Kershner’s colleague, Robert Mackey, took to his
New York Times blog to defend
two false photographs circulated on the internet by Palestinian activists, including the notorious Khulood Badawi hoax. Rather than condemning these misrepresentations, Mackey attempts to frame Israel’s social media self-defense as militarism, saying in the title of the blog, “
Israel’s Military Pursues Enemies on Twitter.”
Sins of Omission and Commission
The false charges that Israel murders children are central to the pervasive demonization of Israel in the public sphere. And yet, the media completely ignore this blood libel as they ignore the incitement to hatred by Arab leaders and officials. Major media,
The New York Times chief among them,
have failed over many years to report accurately, consistently and with due prominence the pervasive and genocidal rhetoric against Israel and the Jewish people, giving only passing attention to the issue. Their dereliction of duty on this issue has done incalculable harm, not least in signaling to the hate-mongers that no price is to be paid for promoting extreme bigotry.
This deranged belief that the Israelis deliberately kill Palestinian children is not only pumped out daily by the Arab and Muslim world inciting their people to hate Jews and to murder them as a holy act; not only do western progressives ignore this incitement and pretend instead that Islamic terrorism arises from legitimate ‘grievances’; these same western progressives themselves pump out precisely the same lies and incitement — and then suggest that the deliberate murder of Jewish innocents is the moral equivalent of attempts by Israel to prevent the slaughter of yet more innocents.

_____

WORK ITEM:
Write what comes next in the piece on media coverage of Israel, starting right after its last sentence. The material after this has no connection to the text.

EXERCISE DATA:
_____

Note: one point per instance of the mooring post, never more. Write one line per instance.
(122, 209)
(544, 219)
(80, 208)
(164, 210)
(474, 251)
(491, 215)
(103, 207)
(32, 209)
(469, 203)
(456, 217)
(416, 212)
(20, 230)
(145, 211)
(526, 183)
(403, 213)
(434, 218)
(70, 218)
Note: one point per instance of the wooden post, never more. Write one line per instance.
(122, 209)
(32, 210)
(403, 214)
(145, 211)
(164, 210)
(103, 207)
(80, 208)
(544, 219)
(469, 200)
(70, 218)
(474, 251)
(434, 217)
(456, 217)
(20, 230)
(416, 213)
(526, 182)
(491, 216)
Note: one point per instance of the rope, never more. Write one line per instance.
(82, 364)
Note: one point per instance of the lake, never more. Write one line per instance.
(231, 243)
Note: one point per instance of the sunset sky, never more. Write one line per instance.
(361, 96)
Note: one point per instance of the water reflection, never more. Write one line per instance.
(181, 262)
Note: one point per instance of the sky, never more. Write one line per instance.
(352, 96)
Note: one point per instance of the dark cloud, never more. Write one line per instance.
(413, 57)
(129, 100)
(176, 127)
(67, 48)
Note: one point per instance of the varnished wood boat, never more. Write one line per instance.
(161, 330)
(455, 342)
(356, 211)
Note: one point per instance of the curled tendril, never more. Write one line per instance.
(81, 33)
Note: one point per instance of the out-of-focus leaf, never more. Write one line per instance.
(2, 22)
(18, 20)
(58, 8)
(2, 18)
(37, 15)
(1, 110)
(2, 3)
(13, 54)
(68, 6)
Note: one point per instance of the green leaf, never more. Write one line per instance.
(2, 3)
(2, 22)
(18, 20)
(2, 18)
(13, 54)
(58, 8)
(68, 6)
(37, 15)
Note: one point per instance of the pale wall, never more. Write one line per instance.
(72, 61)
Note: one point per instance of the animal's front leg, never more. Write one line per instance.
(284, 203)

_____

ANSWER TO THIS TASK:
Not only do news outlets fail to cover the modern day blood libel, they abet it.
The Commentator points out:
Mainstream media outlets across the continent have added a further layer of legitimacy to this lethal ideology with papers and magazines such as the Guardian and the New Statesman engaged in what is little better than a hate campaign against the Jewish state.
… No-one will ever know whether the tragedy in Toulouse would not have taken place if the atmosphere were different. But we can say that history teaches that mass demonisation can all too easily lead to the dehumanisation of the group or people or nation that is being demonised. From there it is only one single step to the belief that murder itself can be justified.